- [O QUE FAZER]
Edite o trecho do texto sobre a volta dos radialistas que vai de "EUGÊNIO BUCCI" até "nunca se foram.", inclusive, e reescreva-o trocando "filme" por "documentário".

Os radialistas estão chegando

EUGÊNIO BUCCI

SE ISSO fosse um filme, deveria ser visto ao som de Jorge Benjor entoando "os alquimistas estão chegando". Sem esquecer aquele ô-ô-ô-ô ao fim do refrão. Aquele ô-ô-ô-ô reafirma que os alquimistas estão chegando mesmo, indica que tudo o que a gente achava que já tinha acabado não acabou, ô-ô-ô-ô, e não cessa de recomeçar. Se isso fosse um filme poderia muito bem se chamar "A Volta dos que Não Foram". Os radialistas, eles que foram o útero dos programas de TV, os radialistas do auditório, os radialistas da radionovela e os radialistas dos programas policiais, eles estão de volta, exatamente porque nunca se foram.
Veja-se o caso de José Luis Datena. Ele acaba de se mudar da Rede Record para a Rede TV (que leva ponto de exclamação, assim: Rede TV!) com um sucesso estupendo. Datena é antes de tudo um radialista. Dos bons. No dia de estréia de seu "Repórter Cidadão" na Rede TV! (!), na segunda passada, já bateu o seu substituto na Record, Ney Gonçalves Dias, que agora apresenta o "Cidade Alerta". No segundo dia, terça-feira, Datena deu à sua nova casa (!) uma audiência média de dez pontos no Ibope em São Paulo (!), com picos de 12 (!), ficando por cerca de uma hora com a segunda maior audiência do horário (!), perdendo apenas para a Globo (!). De onde vem a força de Datena? Não vem das reportagens de rua (!), nem da variedade de pautas (!), nem das tomadas aéreas (!) de helicóptero (!). Claro, tudo isso ajuda, mas o essencial é a capacidade oratória que ele esbanja, o talento de segurar um assunto no ar com a fala fluente, peremptória e enfática de um radialista policial de primeira grandeza. As tomadas de helicóptero, aliás, viraram objeto de uma disputa subterrânea entre a Record e a Rede TV!. Na segunda-feira, o "Repórter Cidadão", de Datena, tinha suas câmeras aéreas a cargo do já célebre comandante Hamilton, uma espécie de "heliboy" do sensacionalismo. Na terça, um susto: o comandante Hamilton surpreendeu a audiência ao se mudar de mala, cuia e helicóptero, abruptamente, para a Rede Record! (Aqui até Record merece ponto de exclamação.) O comandante Hamilton fez o caminho inverso de Datena. Mas não levou o ibope.

(Registros extraídos)
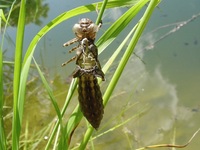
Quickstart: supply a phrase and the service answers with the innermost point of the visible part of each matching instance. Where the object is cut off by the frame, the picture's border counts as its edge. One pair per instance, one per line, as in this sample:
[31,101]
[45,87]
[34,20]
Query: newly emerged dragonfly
[87,70]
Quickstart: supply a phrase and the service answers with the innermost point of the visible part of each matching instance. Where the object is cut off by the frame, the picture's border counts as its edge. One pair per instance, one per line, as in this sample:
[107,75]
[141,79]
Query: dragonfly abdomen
[90,99]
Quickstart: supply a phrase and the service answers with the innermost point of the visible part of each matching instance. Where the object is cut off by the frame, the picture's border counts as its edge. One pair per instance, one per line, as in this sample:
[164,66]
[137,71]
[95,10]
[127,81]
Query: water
[165,83]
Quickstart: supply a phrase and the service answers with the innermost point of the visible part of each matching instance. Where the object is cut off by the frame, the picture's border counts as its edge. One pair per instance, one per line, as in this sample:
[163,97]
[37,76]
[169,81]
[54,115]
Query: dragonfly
[87,70]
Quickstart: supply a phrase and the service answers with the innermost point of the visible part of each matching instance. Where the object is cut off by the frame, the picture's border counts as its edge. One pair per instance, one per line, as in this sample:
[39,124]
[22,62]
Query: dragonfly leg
[71,42]
[72,59]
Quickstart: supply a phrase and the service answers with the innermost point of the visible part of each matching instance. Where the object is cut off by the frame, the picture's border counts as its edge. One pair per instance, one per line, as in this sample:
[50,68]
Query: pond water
[163,78]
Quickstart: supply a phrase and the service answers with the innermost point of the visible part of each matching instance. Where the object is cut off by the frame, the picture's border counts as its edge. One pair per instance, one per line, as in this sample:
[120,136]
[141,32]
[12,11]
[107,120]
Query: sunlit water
[163,82]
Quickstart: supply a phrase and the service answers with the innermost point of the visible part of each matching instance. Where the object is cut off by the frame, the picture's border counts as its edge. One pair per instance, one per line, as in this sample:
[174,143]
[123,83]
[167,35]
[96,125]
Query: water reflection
[36,11]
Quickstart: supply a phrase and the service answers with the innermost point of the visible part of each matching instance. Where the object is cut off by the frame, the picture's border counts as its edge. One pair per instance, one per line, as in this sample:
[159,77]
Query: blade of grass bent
[18,103]
[109,36]
[130,49]
[122,64]
[2,131]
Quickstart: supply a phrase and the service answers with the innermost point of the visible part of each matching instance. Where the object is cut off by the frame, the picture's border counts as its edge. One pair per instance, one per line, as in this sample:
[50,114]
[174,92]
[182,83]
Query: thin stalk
[103,7]
[17,117]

- [RESULTADO]
EUGÊNIO BUCCI

SE ISSO fosse um documentário, deveria ser visto ao som de Jorge Benjor entoando "os alquimistas estão chegando". Sem esquecer aquele ô-ô-ô-ô ao fim do refrão. Aquele ô-ô-ô-ô reafirma que os alquimistas estão chegando mesmo, indica que tudo o que a gente achava que já tinha acabado não acabou, ô-ô-ô-ô, e não cessa de recomeçar. Se isso fosse um documentário poderia muito bem se chamar "A Volta dos que Não Foram". Os radialistas, eles que foram o útero dos programas de TV, os radialistas do auditório, os radialistas da radionovela e os radialistas dos programas policiais, eles estão de volta, exatamente porque nunca se foram.